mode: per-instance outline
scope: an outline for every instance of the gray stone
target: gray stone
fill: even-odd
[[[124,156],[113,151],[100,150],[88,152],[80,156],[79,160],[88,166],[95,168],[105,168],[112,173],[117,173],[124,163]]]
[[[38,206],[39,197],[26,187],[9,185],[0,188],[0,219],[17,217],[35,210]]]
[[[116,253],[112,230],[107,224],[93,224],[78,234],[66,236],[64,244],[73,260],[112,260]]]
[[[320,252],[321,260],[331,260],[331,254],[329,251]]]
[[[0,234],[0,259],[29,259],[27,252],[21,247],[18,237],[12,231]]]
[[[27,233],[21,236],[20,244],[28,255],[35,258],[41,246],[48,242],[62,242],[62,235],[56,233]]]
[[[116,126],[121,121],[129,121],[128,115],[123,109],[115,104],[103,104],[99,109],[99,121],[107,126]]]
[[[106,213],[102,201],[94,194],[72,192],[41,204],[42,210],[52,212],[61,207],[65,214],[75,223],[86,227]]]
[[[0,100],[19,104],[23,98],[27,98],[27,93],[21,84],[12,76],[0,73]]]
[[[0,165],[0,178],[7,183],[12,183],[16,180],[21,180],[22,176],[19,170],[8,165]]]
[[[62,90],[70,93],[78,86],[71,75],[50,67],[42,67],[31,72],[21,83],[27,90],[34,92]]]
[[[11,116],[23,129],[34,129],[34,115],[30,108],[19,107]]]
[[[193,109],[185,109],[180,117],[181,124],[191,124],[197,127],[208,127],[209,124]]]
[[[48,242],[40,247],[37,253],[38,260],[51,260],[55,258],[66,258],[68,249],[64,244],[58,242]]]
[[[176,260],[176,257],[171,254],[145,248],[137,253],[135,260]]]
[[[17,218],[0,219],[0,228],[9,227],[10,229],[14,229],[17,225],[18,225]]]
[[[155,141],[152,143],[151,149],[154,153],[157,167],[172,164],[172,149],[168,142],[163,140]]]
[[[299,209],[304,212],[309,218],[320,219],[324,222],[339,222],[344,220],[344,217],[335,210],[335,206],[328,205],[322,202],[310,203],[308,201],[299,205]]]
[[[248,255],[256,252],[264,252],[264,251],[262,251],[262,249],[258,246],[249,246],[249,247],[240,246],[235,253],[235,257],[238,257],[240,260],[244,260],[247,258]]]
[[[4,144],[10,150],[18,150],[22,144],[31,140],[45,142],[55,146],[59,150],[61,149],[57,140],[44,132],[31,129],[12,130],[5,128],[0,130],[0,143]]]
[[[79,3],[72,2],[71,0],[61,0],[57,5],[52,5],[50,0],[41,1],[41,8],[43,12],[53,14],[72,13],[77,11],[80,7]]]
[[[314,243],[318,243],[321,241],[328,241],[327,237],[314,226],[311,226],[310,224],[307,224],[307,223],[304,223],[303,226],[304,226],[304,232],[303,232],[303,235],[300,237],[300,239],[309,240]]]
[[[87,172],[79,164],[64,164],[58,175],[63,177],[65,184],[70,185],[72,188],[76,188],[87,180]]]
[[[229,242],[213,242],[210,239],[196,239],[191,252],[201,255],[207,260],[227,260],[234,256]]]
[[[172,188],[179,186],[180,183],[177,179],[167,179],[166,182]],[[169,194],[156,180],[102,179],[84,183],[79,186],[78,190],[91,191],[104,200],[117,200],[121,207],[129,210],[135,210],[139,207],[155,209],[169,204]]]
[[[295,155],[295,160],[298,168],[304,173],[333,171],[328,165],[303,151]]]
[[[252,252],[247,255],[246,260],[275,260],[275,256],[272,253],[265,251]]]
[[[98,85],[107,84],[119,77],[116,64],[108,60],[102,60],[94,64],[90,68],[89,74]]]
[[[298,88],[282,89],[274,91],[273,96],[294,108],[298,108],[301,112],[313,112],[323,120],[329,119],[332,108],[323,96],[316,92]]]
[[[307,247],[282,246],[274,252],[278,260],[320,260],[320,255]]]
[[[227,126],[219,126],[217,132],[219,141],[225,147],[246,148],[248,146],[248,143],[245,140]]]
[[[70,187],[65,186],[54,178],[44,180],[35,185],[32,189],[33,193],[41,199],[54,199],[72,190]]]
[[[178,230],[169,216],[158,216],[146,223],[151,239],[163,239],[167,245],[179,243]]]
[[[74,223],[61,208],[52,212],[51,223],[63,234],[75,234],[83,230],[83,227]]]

▸ **STATED TASK**
Return each line of the items above that contains the string "outline", with case taken into account.

▸ **RESULT OF THIS EXERCISE**
mode: per-instance outline
scope: an outline for every instance of the gray stone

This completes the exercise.